Task to complete:
Show each line of the entries below in which the word "asked" appears.

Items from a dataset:
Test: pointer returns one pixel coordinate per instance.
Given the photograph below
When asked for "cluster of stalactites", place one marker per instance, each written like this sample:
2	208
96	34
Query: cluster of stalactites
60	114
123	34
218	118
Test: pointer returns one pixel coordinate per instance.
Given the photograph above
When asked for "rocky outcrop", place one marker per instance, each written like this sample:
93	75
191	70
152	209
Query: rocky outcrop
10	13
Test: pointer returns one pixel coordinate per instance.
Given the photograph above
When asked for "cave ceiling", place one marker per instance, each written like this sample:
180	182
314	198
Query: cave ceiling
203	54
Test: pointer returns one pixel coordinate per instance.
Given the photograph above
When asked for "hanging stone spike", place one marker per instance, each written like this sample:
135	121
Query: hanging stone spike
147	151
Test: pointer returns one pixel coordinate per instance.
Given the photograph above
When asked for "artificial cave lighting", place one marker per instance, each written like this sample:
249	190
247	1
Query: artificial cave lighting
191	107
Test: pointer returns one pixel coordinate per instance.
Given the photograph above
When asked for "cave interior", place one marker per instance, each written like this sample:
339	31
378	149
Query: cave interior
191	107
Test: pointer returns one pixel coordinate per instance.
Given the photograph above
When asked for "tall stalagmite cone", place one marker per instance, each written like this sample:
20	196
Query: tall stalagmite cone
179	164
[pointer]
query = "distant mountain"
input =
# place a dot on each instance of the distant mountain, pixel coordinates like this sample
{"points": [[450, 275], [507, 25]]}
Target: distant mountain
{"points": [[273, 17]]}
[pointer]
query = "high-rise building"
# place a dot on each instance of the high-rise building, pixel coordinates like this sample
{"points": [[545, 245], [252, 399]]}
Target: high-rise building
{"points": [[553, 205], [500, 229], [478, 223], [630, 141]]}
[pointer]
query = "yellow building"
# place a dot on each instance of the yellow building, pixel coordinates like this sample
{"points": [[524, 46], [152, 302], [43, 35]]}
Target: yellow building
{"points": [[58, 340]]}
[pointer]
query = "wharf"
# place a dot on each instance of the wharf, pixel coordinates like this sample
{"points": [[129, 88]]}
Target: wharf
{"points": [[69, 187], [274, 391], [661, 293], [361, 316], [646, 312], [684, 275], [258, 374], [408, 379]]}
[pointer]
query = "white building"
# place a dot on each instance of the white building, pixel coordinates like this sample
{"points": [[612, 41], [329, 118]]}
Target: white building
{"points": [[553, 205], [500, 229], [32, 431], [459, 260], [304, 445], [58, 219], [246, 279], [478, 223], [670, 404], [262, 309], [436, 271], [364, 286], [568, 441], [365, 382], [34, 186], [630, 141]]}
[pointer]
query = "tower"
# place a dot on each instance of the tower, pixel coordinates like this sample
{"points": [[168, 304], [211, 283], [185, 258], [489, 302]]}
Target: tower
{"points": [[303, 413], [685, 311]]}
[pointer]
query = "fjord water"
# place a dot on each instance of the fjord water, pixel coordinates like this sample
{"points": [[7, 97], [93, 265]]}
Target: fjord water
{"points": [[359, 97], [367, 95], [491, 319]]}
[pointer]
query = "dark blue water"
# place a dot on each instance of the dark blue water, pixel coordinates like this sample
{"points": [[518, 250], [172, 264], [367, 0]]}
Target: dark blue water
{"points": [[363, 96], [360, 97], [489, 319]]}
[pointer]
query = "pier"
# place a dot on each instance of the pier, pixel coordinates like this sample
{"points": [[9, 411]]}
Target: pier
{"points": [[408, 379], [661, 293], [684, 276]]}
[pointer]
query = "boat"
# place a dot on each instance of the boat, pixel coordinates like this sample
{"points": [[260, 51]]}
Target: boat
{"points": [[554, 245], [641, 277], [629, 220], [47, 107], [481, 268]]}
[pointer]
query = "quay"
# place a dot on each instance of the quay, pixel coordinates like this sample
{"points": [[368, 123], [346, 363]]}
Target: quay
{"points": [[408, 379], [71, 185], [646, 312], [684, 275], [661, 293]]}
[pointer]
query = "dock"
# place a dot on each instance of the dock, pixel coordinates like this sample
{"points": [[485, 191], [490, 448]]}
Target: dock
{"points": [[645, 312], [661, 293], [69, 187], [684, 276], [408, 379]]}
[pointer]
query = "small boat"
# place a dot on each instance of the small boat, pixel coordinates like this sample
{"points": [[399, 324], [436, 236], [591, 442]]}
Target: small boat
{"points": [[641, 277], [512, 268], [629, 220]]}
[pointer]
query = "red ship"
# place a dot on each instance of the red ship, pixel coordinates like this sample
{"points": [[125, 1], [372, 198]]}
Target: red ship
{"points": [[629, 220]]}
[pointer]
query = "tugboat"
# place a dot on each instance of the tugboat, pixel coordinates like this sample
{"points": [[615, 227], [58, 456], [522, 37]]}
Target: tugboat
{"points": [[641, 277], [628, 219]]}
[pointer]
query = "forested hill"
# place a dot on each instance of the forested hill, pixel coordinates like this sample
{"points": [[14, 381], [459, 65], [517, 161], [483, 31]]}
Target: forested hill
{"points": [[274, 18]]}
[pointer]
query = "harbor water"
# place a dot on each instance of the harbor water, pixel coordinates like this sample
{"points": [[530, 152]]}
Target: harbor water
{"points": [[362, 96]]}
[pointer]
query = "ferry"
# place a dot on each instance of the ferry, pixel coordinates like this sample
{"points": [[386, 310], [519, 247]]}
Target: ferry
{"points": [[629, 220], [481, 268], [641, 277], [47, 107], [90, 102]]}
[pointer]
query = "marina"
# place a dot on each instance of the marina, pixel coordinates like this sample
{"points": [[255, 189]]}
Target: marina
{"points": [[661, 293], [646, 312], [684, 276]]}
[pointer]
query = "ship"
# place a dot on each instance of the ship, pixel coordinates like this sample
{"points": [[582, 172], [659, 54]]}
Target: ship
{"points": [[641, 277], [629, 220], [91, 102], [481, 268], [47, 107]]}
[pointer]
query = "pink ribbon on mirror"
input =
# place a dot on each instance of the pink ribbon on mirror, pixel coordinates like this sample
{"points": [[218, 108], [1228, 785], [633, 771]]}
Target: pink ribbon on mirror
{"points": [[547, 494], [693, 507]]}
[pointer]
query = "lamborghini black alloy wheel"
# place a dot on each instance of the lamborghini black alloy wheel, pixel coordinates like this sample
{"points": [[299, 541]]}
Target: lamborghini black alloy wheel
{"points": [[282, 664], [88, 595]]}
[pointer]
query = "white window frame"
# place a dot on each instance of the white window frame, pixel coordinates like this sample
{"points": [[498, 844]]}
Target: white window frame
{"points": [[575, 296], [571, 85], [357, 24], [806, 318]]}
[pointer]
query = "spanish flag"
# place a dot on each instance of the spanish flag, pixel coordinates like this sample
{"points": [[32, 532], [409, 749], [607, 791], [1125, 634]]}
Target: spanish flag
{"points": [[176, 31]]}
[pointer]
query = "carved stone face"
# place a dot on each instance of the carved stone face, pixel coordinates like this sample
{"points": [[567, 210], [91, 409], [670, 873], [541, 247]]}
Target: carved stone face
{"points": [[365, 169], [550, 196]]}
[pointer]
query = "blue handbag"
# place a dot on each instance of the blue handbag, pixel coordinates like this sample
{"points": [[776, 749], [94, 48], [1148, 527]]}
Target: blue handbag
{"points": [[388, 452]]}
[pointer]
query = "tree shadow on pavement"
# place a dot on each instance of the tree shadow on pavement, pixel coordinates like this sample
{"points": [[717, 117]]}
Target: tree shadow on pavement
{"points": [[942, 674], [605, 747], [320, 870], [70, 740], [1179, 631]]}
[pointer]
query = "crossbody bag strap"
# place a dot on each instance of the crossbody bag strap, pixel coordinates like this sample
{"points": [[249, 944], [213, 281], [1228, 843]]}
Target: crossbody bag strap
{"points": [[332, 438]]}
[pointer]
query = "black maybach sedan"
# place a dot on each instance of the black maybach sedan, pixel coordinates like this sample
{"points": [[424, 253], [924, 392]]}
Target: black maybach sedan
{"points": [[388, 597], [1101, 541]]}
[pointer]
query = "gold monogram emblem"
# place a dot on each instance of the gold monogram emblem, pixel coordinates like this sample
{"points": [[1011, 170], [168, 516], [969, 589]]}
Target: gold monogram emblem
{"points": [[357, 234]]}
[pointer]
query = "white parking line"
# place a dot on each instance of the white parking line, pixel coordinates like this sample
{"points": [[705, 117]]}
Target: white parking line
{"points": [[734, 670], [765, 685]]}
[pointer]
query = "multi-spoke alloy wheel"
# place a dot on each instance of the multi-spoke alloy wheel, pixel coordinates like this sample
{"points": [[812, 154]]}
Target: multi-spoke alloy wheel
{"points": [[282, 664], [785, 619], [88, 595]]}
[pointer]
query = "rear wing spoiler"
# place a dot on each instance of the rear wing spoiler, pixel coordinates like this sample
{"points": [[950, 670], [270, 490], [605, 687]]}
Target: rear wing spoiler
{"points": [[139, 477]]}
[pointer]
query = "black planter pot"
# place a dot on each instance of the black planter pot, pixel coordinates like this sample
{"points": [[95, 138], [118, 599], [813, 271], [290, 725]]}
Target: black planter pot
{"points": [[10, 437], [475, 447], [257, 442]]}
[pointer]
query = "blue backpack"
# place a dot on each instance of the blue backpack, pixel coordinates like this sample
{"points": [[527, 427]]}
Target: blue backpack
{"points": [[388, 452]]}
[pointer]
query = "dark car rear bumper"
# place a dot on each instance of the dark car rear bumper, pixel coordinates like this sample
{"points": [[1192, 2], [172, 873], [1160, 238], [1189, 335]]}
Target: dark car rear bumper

Answer space:
When asked for "cluster of stalactites", place one marker per instance, each written like this sample:
When asked for "rocky outcrop", place one marker per instance, each written like this sample:
When asked for "cave ceiling", place one marker per instance, each written like this sample:
When asked for "hanging stone spike", place one marker per instance, each written like this sample:
When asked for "artificial cave lighting", place one marker per instance, each written like this sample:
When asked for "cave interior", place one marker per instance, each written like this sample:
When asked for "tall stalagmite cone", place one marker per instance, each written like this sample:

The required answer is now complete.